### Task description
Please count how many lines in the rows below contain the word "negative". Reply with the number alone.

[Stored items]
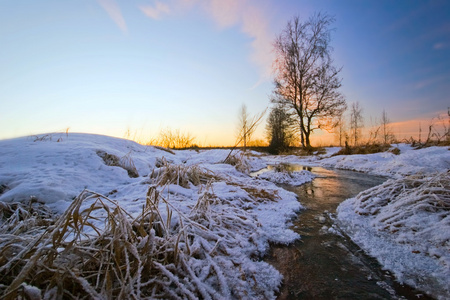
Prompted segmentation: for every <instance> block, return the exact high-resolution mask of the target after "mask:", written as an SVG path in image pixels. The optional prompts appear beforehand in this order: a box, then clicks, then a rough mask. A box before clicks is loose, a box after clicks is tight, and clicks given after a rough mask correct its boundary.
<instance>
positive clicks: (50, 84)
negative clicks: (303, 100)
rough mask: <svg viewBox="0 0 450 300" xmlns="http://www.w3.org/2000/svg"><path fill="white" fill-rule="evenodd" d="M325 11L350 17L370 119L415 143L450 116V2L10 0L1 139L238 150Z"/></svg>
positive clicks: (324, 12) (367, 116)
mask: <svg viewBox="0 0 450 300" xmlns="http://www.w3.org/2000/svg"><path fill="white" fill-rule="evenodd" d="M315 12H323V13H327V14H329V15H332V16H334V17H335V19H336V21H335V23H334V24H333V29H334V30H333V33H332V41H331V46H332V47H333V49H334V52H333V54H332V55H333V58H334V61H335V63H336V65H338V66H342V67H343V69H342V72H341V76H342V84H343V86H342V89H341V91H342V92H343V94H344V95H345V96H346V99H347V102H348V104H351V103H352V102H356V101H359V102H360V104H361V106H362V107H363V112H364V117H365V125H366V126H371V125H373V124H375V123H376V122H377V120H378V119H380V117H381V113H382V111H383V109H385V110H386V111H387V112H388V117H389V119H390V120H391V121H392V122H393V124H394V125H393V126H394V131H395V133H396V134H397V135H398V137H400V138H402V137H408V136H409V135H414V134H416V133H417V131H418V128H419V124H421V125H420V126H422V127H424V128H425V127H426V126H428V124H429V123H430V122H431V121H432V119H433V118H434V117H436V116H439V115H442V114H445V116H446V113H447V108H448V107H449V106H450V2H449V1H445V0H444V1H440V0H435V1H417V0H414V1H409V0H408V1H403V0H396V1H390V0H389V1H386V0H377V1H363V0H358V1H351V0H340V1H324V0H318V1H302V0H210V1H207V0H158V1H155V0H127V1H122V0H79V1H58V0H42V1H34V0H21V1H15V0H0V105H1V106H0V107H1V110H0V139H7V138H14V137H18V136H28V135H34V134H41V133H46V132H57V131H65V130H66V129H67V128H69V132H86V133H96V134H104V135H110V136H116V137H129V138H134V139H137V140H139V141H141V142H145V141H147V140H151V139H152V137H155V136H157V135H158V133H159V132H160V131H161V130H164V129H167V128H170V129H172V130H180V131H182V132H186V133H189V134H191V135H192V136H194V137H195V138H196V142H197V143H198V144H200V145H202V146H207V145H216V146H220V145H233V144H234V142H235V139H236V127H237V122H238V112H239V109H240V107H241V106H242V105H243V104H245V105H246V106H247V108H248V111H249V112H250V114H255V115H256V114H258V113H260V112H262V111H264V109H266V108H267V107H269V106H270V96H271V94H272V91H273V73H272V62H273V59H274V57H273V46H272V45H273V41H274V39H275V37H276V36H277V35H278V34H279V33H280V32H281V31H282V30H283V28H284V27H285V26H286V23H287V22H288V20H289V19H291V18H292V17H294V16H299V17H300V18H301V19H302V20H306V19H307V18H309V17H310V16H311V15H312V14H314V13H315ZM264 127H265V124H264V122H263V123H262V124H261V125H260V126H259V128H258V131H257V133H256V134H255V137H254V138H255V139H264ZM325 136H326V135H325ZM316 139H317V143H326V142H325V141H324V140H321V138H320V133H319V134H318V137H317V138H316Z"/></svg>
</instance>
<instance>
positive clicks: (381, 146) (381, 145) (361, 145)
mask: <svg viewBox="0 0 450 300" xmlns="http://www.w3.org/2000/svg"><path fill="white" fill-rule="evenodd" d="M390 148H391V145H389V144H366V145H360V146H352V147H350V146H346V147H343V148H342V149H341V150H339V151H338V152H337V153H335V154H333V156H336V155H353V154H373V153H379V152H386V151H388V150H389V149H390ZM393 153H394V152H393ZM394 154H396V153H394Z"/></svg>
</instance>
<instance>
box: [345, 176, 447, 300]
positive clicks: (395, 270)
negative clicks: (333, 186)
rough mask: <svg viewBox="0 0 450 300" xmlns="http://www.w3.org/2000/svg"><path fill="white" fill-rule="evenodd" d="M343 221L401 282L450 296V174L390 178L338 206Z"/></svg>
mask: <svg viewBox="0 0 450 300" xmlns="http://www.w3.org/2000/svg"><path fill="white" fill-rule="evenodd" d="M337 212H338V220H339V222H340V225H341V226H342V227H343V228H344V229H345V230H346V231H347V232H348V233H349V235H350V236H351V237H352V239H353V240H354V241H355V242H357V243H358V244H360V245H361V247H362V248H363V249H365V250H366V251H367V252H368V253H369V254H370V255H372V256H375V257H376V258H377V259H378V260H379V261H380V262H381V264H382V265H383V266H384V267H385V268H387V269H389V270H391V271H392V272H393V273H394V274H395V275H396V277H397V279H398V280H399V281H400V282H406V283H408V284H409V285H412V286H414V287H417V288H418V289H420V290H423V291H426V292H427V293H428V294H430V295H432V296H434V297H437V298H439V299H449V298H450V285H449V282H450V173H449V172H448V171H444V172H440V173H435V174H427V175H424V174H416V175H411V176H406V177H404V178H401V179H395V180H394V179H391V180H388V181H386V182H385V183H384V184H382V185H380V186H377V187H374V188H372V189H369V190H367V191H364V192H362V193H360V194H359V195H358V196H356V197H355V198H352V199H348V200H346V201H345V202H343V203H342V204H341V205H340V206H339V207H338V211H337Z"/></svg>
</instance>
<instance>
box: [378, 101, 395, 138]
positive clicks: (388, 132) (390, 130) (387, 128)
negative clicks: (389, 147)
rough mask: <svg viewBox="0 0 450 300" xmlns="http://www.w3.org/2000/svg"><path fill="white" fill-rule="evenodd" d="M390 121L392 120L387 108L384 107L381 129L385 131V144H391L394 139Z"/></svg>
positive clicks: (383, 132)
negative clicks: (386, 111) (390, 124)
mask: <svg viewBox="0 0 450 300" xmlns="http://www.w3.org/2000/svg"><path fill="white" fill-rule="evenodd" d="M390 123H391V120H389V118H388V116H387V112H386V110H384V109H383V112H382V114H381V131H382V133H383V143H384V144H385V145H387V144H390V143H391V142H392V140H393V139H394V134H393V133H392V128H391V125H390Z"/></svg>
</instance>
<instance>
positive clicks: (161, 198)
mask: <svg viewBox="0 0 450 300" xmlns="http://www.w3.org/2000/svg"><path fill="white" fill-rule="evenodd" d="M227 155H228V151H227V150H212V151H201V152H199V153H197V152H195V151H175V152H171V151H169V152H168V151H165V150H162V149H158V148H155V147H148V146H142V145H139V144H137V143H134V142H131V141H127V140H122V139H117V138H111V137H106V136H98V135H87V134H69V135H64V134H62V135H60V134H54V135H45V136H41V137H27V138H18V139H12V140H4V141H0V185H1V190H0V201H1V202H0V204H1V205H0V210H1V213H0V216H1V223H0V225H1V226H0V235H1V239H0V243H1V247H2V248H4V249H10V250H11V251H6V252H4V253H3V254H4V255H5V258H6V260H2V259H0V273H1V274H2V277H3V278H4V280H3V282H2V284H1V285H0V291H1V292H2V294H4V295H16V296H18V295H19V294H20V293H25V294H22V295H26V296H27V297H31V295H33V294H41V295H46V297H47V298H52V297H64V296H67V294H64V293H67V292H68V291H72V293H73V292H74V291H79V292H80V291H81V292H83V293H84V294H83V293H82V294H83V295H90V296H91V297H94V298H95V297H119V298H126V297H131V296H133V297H135V298H146V297H182V298H183V297H188V298H196V297H203V298H243V297H261V298H269V299H270V298H274V293H275V291H276V290H277V288H278V286H279V285H280V283H281V275H280V274H279V272H278V271H277V270H275V269H274V268H273V267H272V266H270V265H268V264H267V263H265V262H261V261H259V260H258V259H255V258H257V257H260V256H261V255H262V254H264V252H265V251H266V250H267V248H268V242H269V241H272V242H278V243H290V242H292V241H293V240H295V239H297V238H298V234H296V233H294V232H293V231H291V230H290V229H288V227H289V220H290V219H291V218H292V217H293V216H295V212H296V211H298V210H299V209H300V208H301V206H300V204H299V202H298V201H297V199H296V196H295V195H294V194H292V193H289V192H287V191H285V190H283V189H281V188H278V187H277V186H276V185H275V184H273V183H271V182H269V181H266V180H258V179H254V178H251V177H250V176H249V175H247V174H246V173H245V172H244V173H242V172H240V171H238V170H237V168H236V167H235V166H232V165H230V164H224V163H222V162H223V160H224V159H225V158H226V156H227ZM234 160H235V163H236V164H237V167H238V169H240V168H239V163H242V166H243V167H244V169H245V168H249V167H250V165H249V163H248V162H246V161H245V159H241V158H240V156H239V154H237V155H236V156H234ZM252 161H253V164H254V165H260V166H261V165H262V166H265V163H264V162H263V161H261V160H260V159H257V158H252ZM242 166H241V167H242ZM16 216H17V217H16ZM13 233H14V234H13ZM36 237H39V241H40V242H37V243H36V240H35V239H36ZM108 240H117V242H119V244H116V243H112V244H111V243H110V242H107V243H106V244H105V241H108ZM100 245H104V246H100ZM120 245H122V246H120ZM123 245H128V246H123ZM5 247H6V248H5ZM146 247H150V248H148V250H146V251H143V249H147V248H146ZM45 249H54V251H56V252H54V254H51V255H50V254H49V253H47V252H48V251H47V250H45ZM101 249H103V250H101ZM96 251H109V252H107V253H115V254H114V255H116V256H115V257H116V258H113V257H111V259H112V260H111V261H110V260H108V261H107V262H106V261H104V259H105V258H104V257H103V256H102V257H103V258H101V259H100V258H99V257H97V254H95V253H96ZM52 253H53V252H52ZM56 253H57V254H56ZM170 253H172V254H170ZM119 254H120V255H119ZM49 255H50V256H49ZM117 255H119V256H117ZM161 255H162V256H163V257H165V258H162V256H161ZM167 255H169V256H167ZM30 256H31V257H32V259H29V257H30ZM89 257H91V258H89ZM149 257H151V259H150V261H149ZM88 258H89V261H91V262H90V267H87V266H86V263H85V261H86V259H88ZM94 258H95V259H94ZM124 259H125V260H124ZM24 264H25V265H24ZM135 264H137V265H135ZM14 265H16V267H14V268H13V266H14ZM17 266H23V267H22V268H19V269H15V268H17ZM106 266H108V267H106ZM86 268H87V269H86ZM92 268H94V269H93V270H96V271H95V272H96V274H98V278H97V279H95V280H93V279H92V277H90V276H89V274H90V272H91V270H92ZM63 269H64V270H71V271H64V272H63V275H61V271H58V270H63ZM75 270H76V271H75ZM108 270H110V271H108ZM111 270H114V272H115V273H114V274H115V275H111V274H112V273H110V272H112V271H111ZM38 274H45V277H44V278H43V279H42V278H40V279H39V280H38V278H39V276H38ZM58 274H59V275H58ZM55 276H57V277H58V276H61V277H62V278H58V280H59V282H66V280H67V282H70V283H67V285H66V286H64V289H63V290H60V289H57V287H56V285H55V282H54V281H52V279H51V278H55ZM59 284H60V283H59ZM111 284H112V286H111ZM108 286H109V287H110V288H108ZM124 295H127V296H126V297H124ZM130 295H131V296H130Z"/></svg>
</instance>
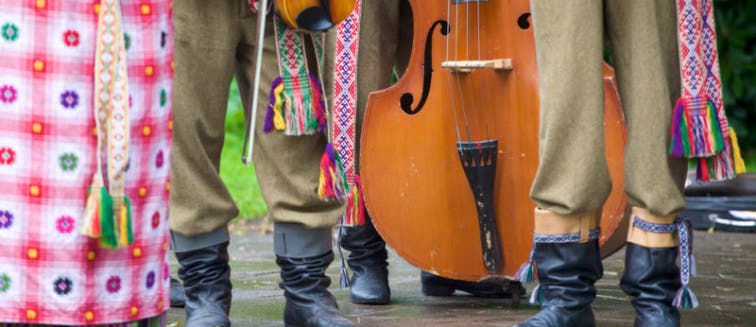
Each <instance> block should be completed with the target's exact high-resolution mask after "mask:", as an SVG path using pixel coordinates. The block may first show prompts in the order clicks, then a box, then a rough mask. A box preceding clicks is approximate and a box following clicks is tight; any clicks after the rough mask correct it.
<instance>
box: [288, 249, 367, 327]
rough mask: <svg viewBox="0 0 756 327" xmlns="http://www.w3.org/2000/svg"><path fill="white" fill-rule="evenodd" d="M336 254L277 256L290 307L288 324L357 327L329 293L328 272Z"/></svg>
mask: <svg viewBox="0 0 756 327" xmlns="http://www.w3.org/2000/svg"><path fill="white" fill-rule="evenodd" d="M332 261H333V252H331V251H328V252H327V253H325V254H323V255H319V256H315V257H310V258H287V257H281V256H276V263H277V264H278V266H279V267H281V279H282V281H281V283H280V284H279V286H281V288H282V289H283V290H284V296H285V297H286V306H285V307H284V324H285V325H286V326H289V327H294V326H297V327H346V326H354V324H353V323H352V322H351V321H350V320H349V319H347V318H346V317H344V316H343V315H342V314H341V312H339V307H338V305H337V304H336V298H334V297H333V295H332V294H331V293H330V292H328V286H329V285H331V278H329V277H328V276H326V274H325V271H326V268H328V265H329V264H330V263H331V262H332Z"/></svg>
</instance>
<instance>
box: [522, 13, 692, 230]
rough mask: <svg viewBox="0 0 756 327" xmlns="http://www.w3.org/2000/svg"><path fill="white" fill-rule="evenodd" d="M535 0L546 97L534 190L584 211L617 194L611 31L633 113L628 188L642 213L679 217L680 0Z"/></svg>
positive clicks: (632, 117) (581, 211) (621, 89)
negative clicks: (610, 154) (609, 145)
mask: <svg viewBox="0 0 756 327" xmlns="http://www.w3.org/2000/svg"><path fill="white" fill-rule="evenodd" d="M531 4H532V13H533V21H534V29H535V40H536V50H537V51H536V52H537V57H538V58H537V59H538V60H537V62H538V73H539V81H540V100H541V102H540V134H539V142H540V146H539V154H540V164H539V167H538V172H537V174H536V178H535V181H534V183H533V186H532V189H531V198H532V200H533V201H534V202H535V203H536V205H537V206H538V207H539V208H540V209H543V210H545V211H548V212H550V213H553V214H556V215H560V216H580V215H583V214H586V213H592V212H600V210H601V207H602V206H603V204H604V201H606V199H607V197H608V195H609V192H610V190H611V181H610V178H609V173H608V169H607V163H606V159H605V156H604V127H603V121H604V116H603V115H604V98H603V92H602V66H601V65H602V58H603V52H604V44H605V43H604V40H605V37H607V38H608V41H609V43H610V45H611V48H612V57H613V62H614V68H615V70H616V74H617V80H618V87H619V92H620V97H621V100H622V105H623V110H624V114H625V121H626V123H627V133H628V142H627V145H626V147H625V184H626V185H625V192H626V193H627V196H628V198H629V201H630V205H631V206H633V207H634V210H635V211H638V210H641V211H643V212H644V213H645V215H641V214H638V215H639V216H651V217H656V218H659V219H653V218H649V219H650V220H653V221H655V222H657V223H662V222H663V223H671V222H672V220H674V218H675V217H676V214H677V213H679V212H680V211H682V210H683V209H684V208H685V199H684V196H683V185H684V179H685V172H686V169H687V166H686V161H685V160H684V159H679V158H671V157H669V156H668V155H667V146H668V144H669V126H670V121H671V116H672V109H673V105H674V101H675V100H676V99H677V98H678V97H679V93H680V72H679V64H678V53H677V30H676V28H677V25H676V9H675V1H672V0H568V1H565V0H533V1H532V2H531ZM537 219H538V218H537ZM536 232H538V231H536Z"/></svg>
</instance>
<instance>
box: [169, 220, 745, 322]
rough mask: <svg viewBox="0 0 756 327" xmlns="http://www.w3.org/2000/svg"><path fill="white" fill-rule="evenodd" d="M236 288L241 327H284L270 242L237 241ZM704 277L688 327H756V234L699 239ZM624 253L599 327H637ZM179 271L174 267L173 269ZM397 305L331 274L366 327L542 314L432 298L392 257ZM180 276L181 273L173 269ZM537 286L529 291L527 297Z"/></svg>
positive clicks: (686, 317) (340, 299) (342, 292)
mask: <svg viewBox="0 0 756 327" xmlns="http://www.w3.org/2000/svg"><path fill="white" fill-rule="evenodd" d="M231 244H232V246H231V250H230V251H231V259H232V263H231V266H232V278H233V283H234V292H233V297H234V298H233V306H232V309H231V320H232V322H233V325H234V326H283V322H282V320H281V319H282V318H281V317H282V315H283V307H284V301H285V300H284V297H283V292H282V291H281V290H280V289H279V288H278V280H279V276H278V268H277V266H276V264H275V261H274V258H275V256H274V254H273V238H272V236H271V235H270V234H267V235H263V234H260V233H258V232H254V231H252V232H250V231H245V232H239V231H237V232H236V233H235V235H234V236H233V238H232V241H231ZM694 249H695V255H696V259H697V268H698V276H697V277H694V278H693V281H692V283H691V289H692V290H693V291H694V292H695V293H696V295H697V296H698V299H699V301H700V302H701V306H700V307H699V308H698V309H696V310H685V311H683V312H682V317H683V318H682V325H683V326H756V234H737V233H724V232H714V233H707V232H706V231H696V232H695V242H694ZM623 261H624V252H623V251H620V252H619V253H617V254H615V255H613V256H611V257H609V258H607V259H606V260H604V270H605V272H604V278H603V279H602V280H600V281H599V282H598V284H597V286H598V289H599V295H598V298H597V299H596V301H595V302H594V304H593V309H594V312H595V314H596V318H597V324H598V326H632V324H633V319H634V311H633V309H632V307H631V305H630V299H629V298H628V297H627V296H625V294H624V293H622V291H621V290H620V289H619V286H618V284H619V278H620V276H621V275H622V269H623ZM174 263H175V262H174ZM389 264H390V265H389V270H390V275H389V280H390V285H391V292H392V298H391V304H390V305H384V306H370V305H356V304H352V303H350V302H349V290H348V289H339V285H338V277H339V273H338V268H339V267H338V258H337V259H336V261H334V263H333V264H332V265H331V267H330V269H329V270H328V272H329V275H330V276H331V278H332V280H333V283H332V286H331V290H332V292H333V293H334V295H336V297H337V299H338V301H339V305H340V307H341V311H342V312H344V313H345V314H346V315H347V316H348V317H349V318H350V319H351V320H352V321H354V322H355V323H356V324H357V325H359V326H412V327H420V326H511V325H512V324H514V323H517V322H521V321H523V320H525V319H526V318H527V317H529V316H531V315H533V314H535V313H536V312H537V311H538V308H536V307H534V306H531V305H529V304H528V303H527V297H524V298H523V300H522V302H521V303H520V305H519V307H517V306H515V305H514V304H513V303H512V302H511V301H510V300H501V299H498V300H494V299H480V298H473V297H470V296H466V295H464V293H459V292H458V293H457V295H455V296H452V297H426V296H423V295H422V293H421V292H420V272H419V270H418V269H417V268H415V267H413V266H411V265H409V264H408V263H406V262H405V261H404V260H402V259H401V258H400V257H398V256H397V255H396V254H395V253H393V252H392V253H390V256H389ZM173 270H174V276H175V270H176V265H175V264H174V265H173ZM533 287H534V285H527V288H528V295H529V292H530V290H531V289H532V288H533ZM183 317H184V310H183V309H171V310H170V311H169V322H178V323H177V324H176V325H181V323H180V321H181V320H183Z"/></svg>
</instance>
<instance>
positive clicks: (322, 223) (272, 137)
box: [170, 0, 343, 243]
mask: <svg viewBox="0 0 756 327" xmlns="http://www.w3.org/2000/svg"><path fill="white" fill-rule="evenodd" d="M174 6H175V8H174V9H175V12H174V28H175V38H176V41H175V49H174V52H175V85H174V88H173V90H174V94H173V99H174V100H173V107H174V115H173V117H174V125H173V131H174V134H173V149H172V157H171V169H172V173H171V186H172V187H171V201H170V222H171V229H172V230H173V231H174V233H177V234H178V236H179V238H182V237H196V236H202V235H216V236H214V237H211V240H210V241H209V242H211V243H215V242H217V241H218V238H219V237H220V238H222V237H223V236H222V235H223V234H226V236H225V237H226V238H227V232H226V231H225V230H226V224H227V223H228V222H229V220H231V219H233V218H234V217H236V216H237V215H238V209H237V207H236V205H235V204H234V201H233V200H232V198H231V195H230V194H229V192H228V190H227V189H226V186H225V185H224V183H223V181H222V180H221V178H220V175H219V169H220V155H221V150H222V148H223V143H224V136H225V135H224V127H225V119H226V107H227V102H228V94H229V85H230V82H231V80H232V78H233V77H234V76H235V77H236V81H237V83H238V86H239V90H240V95H241V98H242V103H243V105H244V109H245V111H246V112H247V113H249V112H251V109H252V104H251V103H250V102H251V97H252V96H251V93H252V92H251V91H252V90H251V88H252V81H253V71H252V63H253V60H254V56H255V54H254V53H253V52H254V51H253V49H254V45H255V42H256V34H257V33H256V26H255V25H256V19H257V17H256V15H255V14H253V13H252V12H250V10H249V8H248V1H247V0H218V1H205V0H182V1H177V2H176V3H175V4H174ZM266 30H267V34H266V37H265V43H264V59H263V64H262V83H261V84H262V85H260V94H261V97H260V101H259V102H258V104H257V110H256V113H257V126H255V144H254V157H253V160H254V164H255V172H256V173H257V179H258V182H259V184H260V187H261V189H262V192H263V197H264V198H265V203H266V204H267V207H268V214H269V216H270V219H271V220H272V221H274V222H276V223H299V224H303V225H305V226H306V227H309V228H315V229H323V228H330V227H332V226H333V225H334V224H335V223H336V222H337V221H338V219H339V217H340V216H341V214H342V212H343V205H342V204H341V203H338V202H326V201H323V200H321V199H320V198H319V197H318V195H317V192H316V190H317V186H318V178H319V164H320V156H321V155H322V154H323V150H324V148H325V143H326V138H325V136H324V135H322V134H319V135H312V136H286V135H283V134H282V133H277V132H273V133H270V134H264V133H263V132H262V126H263V123H264V116H265V110H266V107H267V102H268V94H269V91H270V83H271V82H272V81H273V79H274V78H275V77H276V76H278V75H279V73H278V65H277V55H276V50H275V47H274V38H273V28H272V25H271V24H270V20H269V24H268V27H267V29H266ZM228 150H229V151H234V152H237V153H239V156H238V158H239V160H241V152H242V149H228ZM249 173H250V174H252V173H253V171H252V169H251V168H250V170H249ZM218 235H220V236H218ZM174 239H175V237H174ZM193 241H196V240H193Z"/></svg>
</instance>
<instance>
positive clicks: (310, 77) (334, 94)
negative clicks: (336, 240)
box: [263, 1, 365, 226]
mask: <svg viewBox="0 0 756 327" xmlns="http://www.w3.org/2000/svg"><path fill="white" fill-rule="evenodd" d="M360 13H361V2H360V1H358V2H357V4H356V6H355V10H354V11H353V12H352V13H351V15H350V16H349V17H348V18H347V19H346V20H344V21H343V22H342V23H340V24H339V25H338V26H337V29H336V38H337V40H336V54H335V59H334V60H335V64H334V72H333V77H334V104H333V108H334V110H333V113H332V114H333V116H332V117H331V124H330V126H328V121H327V120H328V119H327V118H328V116H329V110H328V109H327V106H326V103H327V100H326V99H325V95H324V93H323V90H322V85H323V83H322V82H321V80H320V78H322V76H323V75H322V71H323V64H324V61H323V60H324V43H325V33H311V34H309V35H311V36H312V41H313V48H314V51H315V57H316V58H317V61H318V63H317V68H318V72H317V73H311V72H310V71H309V70H308V63H307V56H306V51H305V33H304V32H301V31H294V30H291V29H288V28H286V27H285V25H284V24H283V23H282V22H281V21H280V19H278V18H277V17H276V18H275V19H274V20H275V24H274V25H275V29H276V32H275V35H276V44H277V51H278V57H279V71H280V73H281V76H280V77H279V78H277V79H276V80H275V81H274V82H273V85H272V87H271V92H270V102H269V105H268V109H267V114H266V118H265V124H264V127H263V128H264V131H265V132H266V133H267V132H270V131H272V130H274V129H275V130H278V131H282V132H284V133H285V134H287V135H307V134H313V133H316V132H323V133H326V135H327V136H328V139H329V140H330V141H331V142H332V143H329V144H328V145H327V146H326V148H325V152H324V154H323V156H322V158H321V173H320V185H319V187H318V195H319V196H320V197H321V198H323V199H330V200H346V201H347V210H346V213H345V215H344V216H343V217H342V221H341V224H342V225H347V226H352V225H357V224H361V223H363V222H364V220H365V208H364V203H363V201H362V196H361V192H360V182H359V176H357V175H356V174H355V169H354V162H355V158H354V157H355V136H356V114H357V57H358V50H359V29H360Z"/></svg>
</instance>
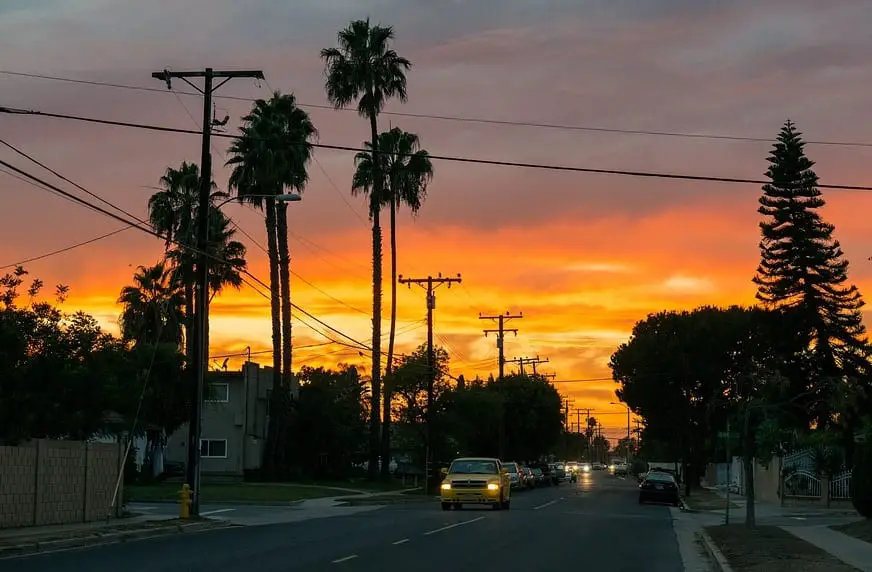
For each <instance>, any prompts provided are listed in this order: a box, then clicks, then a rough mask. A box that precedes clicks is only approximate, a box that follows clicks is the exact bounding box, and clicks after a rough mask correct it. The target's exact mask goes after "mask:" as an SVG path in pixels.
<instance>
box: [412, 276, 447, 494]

### Final answer
6